## WHAT THE EXERCISE ASKS
The data follows this line. Copy verbatim the line with "Please mark the yellow" and each line after it to the end.
··· TASK MATERIAL ···
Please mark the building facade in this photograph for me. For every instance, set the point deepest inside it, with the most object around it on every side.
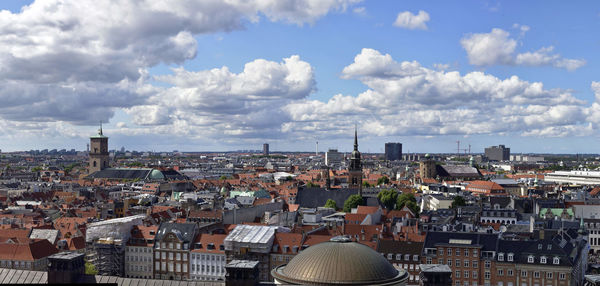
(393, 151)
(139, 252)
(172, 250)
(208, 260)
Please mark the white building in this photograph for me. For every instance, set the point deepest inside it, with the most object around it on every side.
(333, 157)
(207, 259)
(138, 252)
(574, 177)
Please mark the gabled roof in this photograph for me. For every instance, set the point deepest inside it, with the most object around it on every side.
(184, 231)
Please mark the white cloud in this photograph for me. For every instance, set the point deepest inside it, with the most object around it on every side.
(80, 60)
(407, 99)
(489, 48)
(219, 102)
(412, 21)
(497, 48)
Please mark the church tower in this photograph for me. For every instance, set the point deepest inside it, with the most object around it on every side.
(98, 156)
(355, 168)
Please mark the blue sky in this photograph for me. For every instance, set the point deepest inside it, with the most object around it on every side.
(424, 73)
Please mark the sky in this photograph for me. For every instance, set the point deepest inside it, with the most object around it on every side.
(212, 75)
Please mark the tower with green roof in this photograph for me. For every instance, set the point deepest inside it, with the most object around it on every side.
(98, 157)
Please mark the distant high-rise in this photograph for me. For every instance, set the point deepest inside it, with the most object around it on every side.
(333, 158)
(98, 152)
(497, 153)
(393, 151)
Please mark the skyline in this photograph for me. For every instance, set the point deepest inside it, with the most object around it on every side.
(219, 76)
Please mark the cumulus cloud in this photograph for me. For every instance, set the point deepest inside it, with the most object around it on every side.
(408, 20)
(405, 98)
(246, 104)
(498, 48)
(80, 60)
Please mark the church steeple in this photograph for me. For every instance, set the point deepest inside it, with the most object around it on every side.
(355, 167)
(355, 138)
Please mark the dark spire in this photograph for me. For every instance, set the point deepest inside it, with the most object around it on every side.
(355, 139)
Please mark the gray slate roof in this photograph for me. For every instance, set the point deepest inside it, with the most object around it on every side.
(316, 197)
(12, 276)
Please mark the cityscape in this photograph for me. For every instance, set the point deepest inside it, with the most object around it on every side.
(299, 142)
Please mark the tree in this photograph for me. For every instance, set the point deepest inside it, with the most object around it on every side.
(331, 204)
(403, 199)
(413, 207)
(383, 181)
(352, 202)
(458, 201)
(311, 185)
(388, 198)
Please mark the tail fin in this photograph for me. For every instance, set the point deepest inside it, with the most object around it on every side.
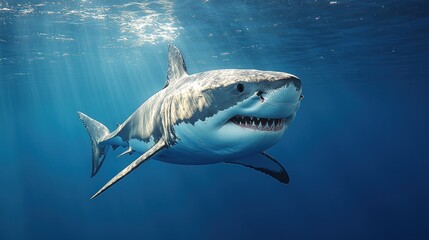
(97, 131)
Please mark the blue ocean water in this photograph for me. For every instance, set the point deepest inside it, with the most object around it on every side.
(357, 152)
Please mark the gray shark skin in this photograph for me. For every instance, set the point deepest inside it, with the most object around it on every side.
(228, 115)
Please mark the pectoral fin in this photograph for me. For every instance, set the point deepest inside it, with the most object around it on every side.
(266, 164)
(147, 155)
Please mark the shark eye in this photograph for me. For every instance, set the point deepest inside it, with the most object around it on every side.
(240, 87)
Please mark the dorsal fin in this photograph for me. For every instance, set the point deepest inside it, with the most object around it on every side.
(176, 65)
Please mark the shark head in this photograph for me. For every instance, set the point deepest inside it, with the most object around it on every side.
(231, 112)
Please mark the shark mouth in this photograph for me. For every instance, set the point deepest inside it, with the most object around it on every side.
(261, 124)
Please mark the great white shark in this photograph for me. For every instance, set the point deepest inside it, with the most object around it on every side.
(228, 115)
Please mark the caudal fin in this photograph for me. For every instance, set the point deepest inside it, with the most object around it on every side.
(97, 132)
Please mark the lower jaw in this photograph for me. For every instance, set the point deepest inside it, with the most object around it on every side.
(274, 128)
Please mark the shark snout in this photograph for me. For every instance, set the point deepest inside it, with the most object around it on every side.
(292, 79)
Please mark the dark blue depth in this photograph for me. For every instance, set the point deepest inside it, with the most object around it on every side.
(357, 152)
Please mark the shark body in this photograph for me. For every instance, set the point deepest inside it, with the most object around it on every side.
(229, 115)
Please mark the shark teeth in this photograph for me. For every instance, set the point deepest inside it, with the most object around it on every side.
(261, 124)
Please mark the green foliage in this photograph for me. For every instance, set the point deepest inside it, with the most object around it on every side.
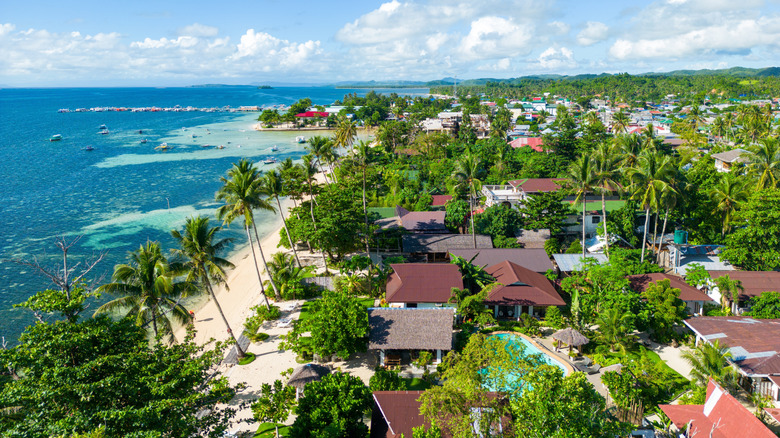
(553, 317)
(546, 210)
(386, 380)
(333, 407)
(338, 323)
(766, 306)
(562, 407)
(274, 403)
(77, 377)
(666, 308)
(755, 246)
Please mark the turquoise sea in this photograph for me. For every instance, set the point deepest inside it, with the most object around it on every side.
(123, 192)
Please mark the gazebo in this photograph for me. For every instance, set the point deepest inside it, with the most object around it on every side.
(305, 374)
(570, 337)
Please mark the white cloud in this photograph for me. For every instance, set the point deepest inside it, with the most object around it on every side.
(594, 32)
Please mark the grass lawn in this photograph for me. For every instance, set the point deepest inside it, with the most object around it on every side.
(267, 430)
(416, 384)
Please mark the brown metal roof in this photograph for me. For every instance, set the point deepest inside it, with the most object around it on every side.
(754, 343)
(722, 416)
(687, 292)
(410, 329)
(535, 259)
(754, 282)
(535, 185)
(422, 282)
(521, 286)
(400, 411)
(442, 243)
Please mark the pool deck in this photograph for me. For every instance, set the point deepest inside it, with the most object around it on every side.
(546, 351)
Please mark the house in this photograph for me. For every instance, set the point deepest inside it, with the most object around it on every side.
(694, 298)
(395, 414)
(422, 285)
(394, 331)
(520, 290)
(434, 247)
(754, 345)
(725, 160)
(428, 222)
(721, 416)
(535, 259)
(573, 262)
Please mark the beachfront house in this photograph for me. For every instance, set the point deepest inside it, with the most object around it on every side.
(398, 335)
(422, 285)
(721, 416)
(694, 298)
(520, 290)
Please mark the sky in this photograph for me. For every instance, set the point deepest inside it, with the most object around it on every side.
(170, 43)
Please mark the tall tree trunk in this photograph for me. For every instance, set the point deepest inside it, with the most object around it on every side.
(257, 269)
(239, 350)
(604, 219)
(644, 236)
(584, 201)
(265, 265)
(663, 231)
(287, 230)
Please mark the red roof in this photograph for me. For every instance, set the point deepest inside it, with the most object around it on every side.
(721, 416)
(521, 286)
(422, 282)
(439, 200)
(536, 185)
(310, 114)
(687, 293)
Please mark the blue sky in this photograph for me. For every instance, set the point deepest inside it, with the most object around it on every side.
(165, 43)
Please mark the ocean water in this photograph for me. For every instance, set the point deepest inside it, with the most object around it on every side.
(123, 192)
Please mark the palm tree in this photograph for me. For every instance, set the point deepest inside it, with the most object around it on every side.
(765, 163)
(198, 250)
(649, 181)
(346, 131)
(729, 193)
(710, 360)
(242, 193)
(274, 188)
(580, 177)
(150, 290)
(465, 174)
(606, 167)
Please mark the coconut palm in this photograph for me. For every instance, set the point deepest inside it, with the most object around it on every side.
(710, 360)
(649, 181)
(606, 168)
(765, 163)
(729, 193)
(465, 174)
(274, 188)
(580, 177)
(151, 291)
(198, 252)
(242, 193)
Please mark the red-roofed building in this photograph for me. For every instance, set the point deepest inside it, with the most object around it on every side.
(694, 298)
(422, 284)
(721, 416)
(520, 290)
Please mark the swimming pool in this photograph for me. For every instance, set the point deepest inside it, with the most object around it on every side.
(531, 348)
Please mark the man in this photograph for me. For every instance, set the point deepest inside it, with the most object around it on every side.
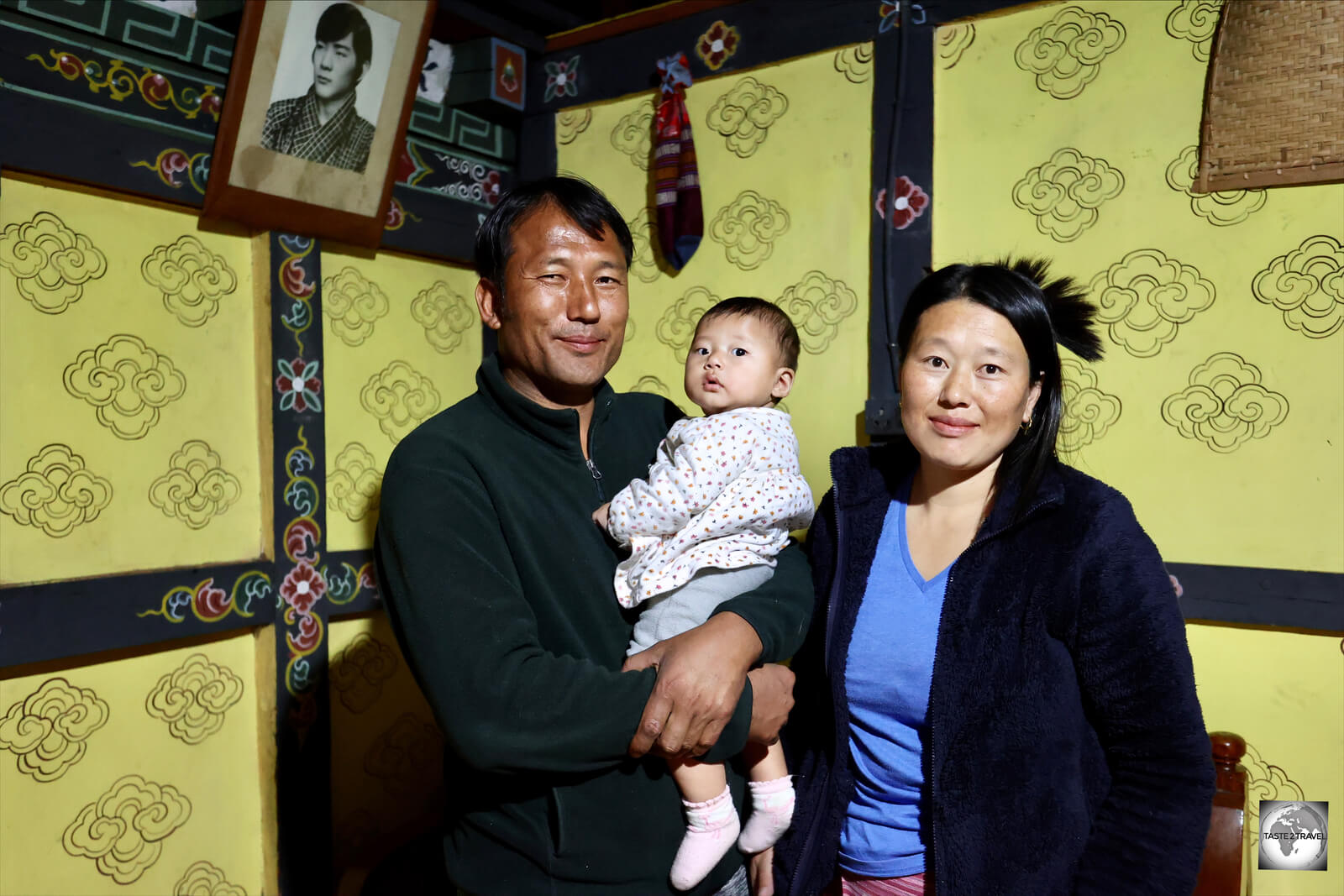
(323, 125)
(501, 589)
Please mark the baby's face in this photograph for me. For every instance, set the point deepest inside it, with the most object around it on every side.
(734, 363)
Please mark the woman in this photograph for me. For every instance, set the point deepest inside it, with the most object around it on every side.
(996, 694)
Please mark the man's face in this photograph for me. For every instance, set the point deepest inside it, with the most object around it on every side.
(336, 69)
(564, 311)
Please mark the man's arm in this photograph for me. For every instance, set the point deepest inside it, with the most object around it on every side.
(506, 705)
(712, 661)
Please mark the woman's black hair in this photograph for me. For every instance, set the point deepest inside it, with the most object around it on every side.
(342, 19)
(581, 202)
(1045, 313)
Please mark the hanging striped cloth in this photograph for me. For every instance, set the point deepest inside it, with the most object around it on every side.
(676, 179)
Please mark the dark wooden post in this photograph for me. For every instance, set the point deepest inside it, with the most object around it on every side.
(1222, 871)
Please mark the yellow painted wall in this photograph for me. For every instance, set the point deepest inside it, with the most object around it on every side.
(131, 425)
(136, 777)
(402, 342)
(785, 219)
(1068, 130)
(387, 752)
···
## OUTPUT BELOW
Please mark the yellow painted wall in this photograph for me. For every instance, set the point deepest inside it, with the most object around it on every side.
(131, 425)
(136, 777)
(402, 342)
(785, 219)
(1068, 130)
(387, 752)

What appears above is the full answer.